## Working data
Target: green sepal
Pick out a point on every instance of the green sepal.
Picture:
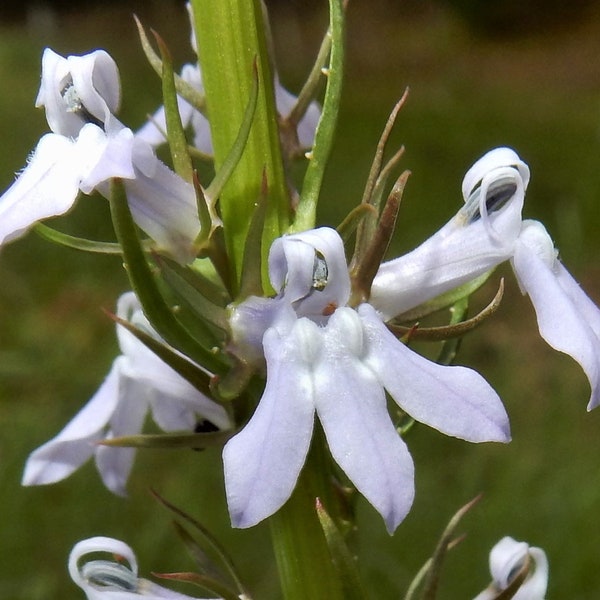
...
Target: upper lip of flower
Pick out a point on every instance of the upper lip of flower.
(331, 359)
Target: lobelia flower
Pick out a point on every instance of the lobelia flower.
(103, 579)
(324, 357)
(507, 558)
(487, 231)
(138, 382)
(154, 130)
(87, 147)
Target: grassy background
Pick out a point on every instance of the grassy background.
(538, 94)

## What the exercise asks
Count the lines in the records above that contain the string "green", with uppercase and lowercase treated as distinct. Give only the number.

## Solved problem
2